◆ JOBS
#1 Please rewrite everything in the drive and FAT32 text from "The layout of" down to "the last cluster.", changing "reserved sectors" to "reserved region".
#2 Answer these questions from the drive and FAT32 text:
(a) What kind of error correcting codes do modern drives store for every sector?
(b) At what number does cluster numbering begin?
(c) What maximum cluster size does the FAT32 specification from Microsoft state?

Fortunately, bad sectors today are only a distant memory, at least on hard drives. Modern drives still internally experience media errors, but they store Reed-Solomon error correcting codes for every sector. Sector data can be interleaved and distributed over a wide area, so a physical defect (localized to one place) can damage only a small part of many sectors, rather than all of a few sectors. The error correction can easily recover the few missing bits of each sector. Error correction also dramatically increases storage capacity (despite using space to store redundant data), because the bits can be packed so close together that a small number of errors begin to occur, and the error correction fixes them.

All modern drives also include extra storage capacity that is used to automatically remap damaged sectors. When a sector is read and too many of the bits needed error correction, the controller in the drive will "move" that sector to a fresh portion of the space set aside for remapping sectors. Remapping also dramatically reduces the cost of disk drives, because small but common defects in manufacturing don't impact overall product quality.

Because all modern drives use sophisticated error correction to automatically detect and (almost always) correct for media errors, bad sectors are virtually never seen at the IDE interface level.

How The FAT32 Filesystem Is Arranged

The layout of a FAT32 filesystem is simple. The first sector is always the Volume ID, which is followed by some unused space called the reserved sectors. Following the reserved sectors are two copies of the FAT (File Allocation Table). The remainder of the filesystem is data arranged in "clusters", with perhaps a tiny bit of unused space after the last cluster.

Filesystem Layout Diagrag
Figure 5: FAT32 Filesystem Overall Layout

The vast majority of the disk space is the clusters section, which is used to hold all the files and directories. The clusters begin their numbering at 2, so there is no cluster #0 or cluster #1. To access any particular cluster, you need to use this formula to turn the cluster number into the LBA address for the IDE drive:

lba_addr = cluster_begin_lba + (cluster_number - 2) * sectors_per_cluster;

Normally clusters are at least 4k (8 sectors), and sizes of 8k, 16k and 32k are also widely used. Some later versions of Microsoft Windows allow using even larger cluster sizes, by effectively considering the sector size to be some mulitple of 512 bytes. The FAT32 specification from Microsoft states that 32k is the maximum cluster size.

◆ SUPPLIED MATERIAL
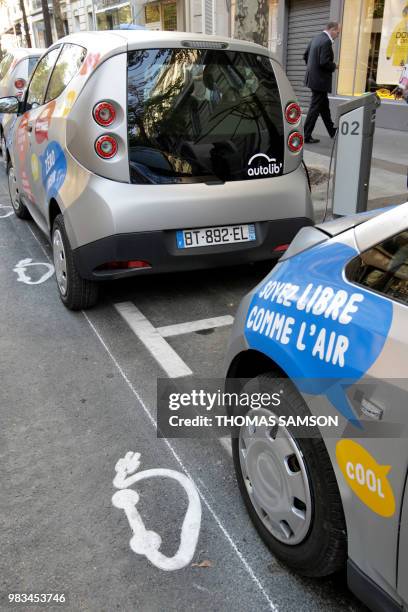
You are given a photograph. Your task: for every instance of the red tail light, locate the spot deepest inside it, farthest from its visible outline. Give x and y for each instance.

◆ EXPECTED ANSWERS
#1
The layout of a FAT32 filesystem is simple. The first sector is always the Volume ID, which is followed by some unused space called the reserved region. Following the reserved region are two copies of the FAT (File Allocation Table). The remainder of the filesystem is data arranged in "clusters", with perhaps a tiny bit of unused space after the last cluster.

#2
(a) Reed-Solomon error correcting codes.
(b) 2.
(c) 32k.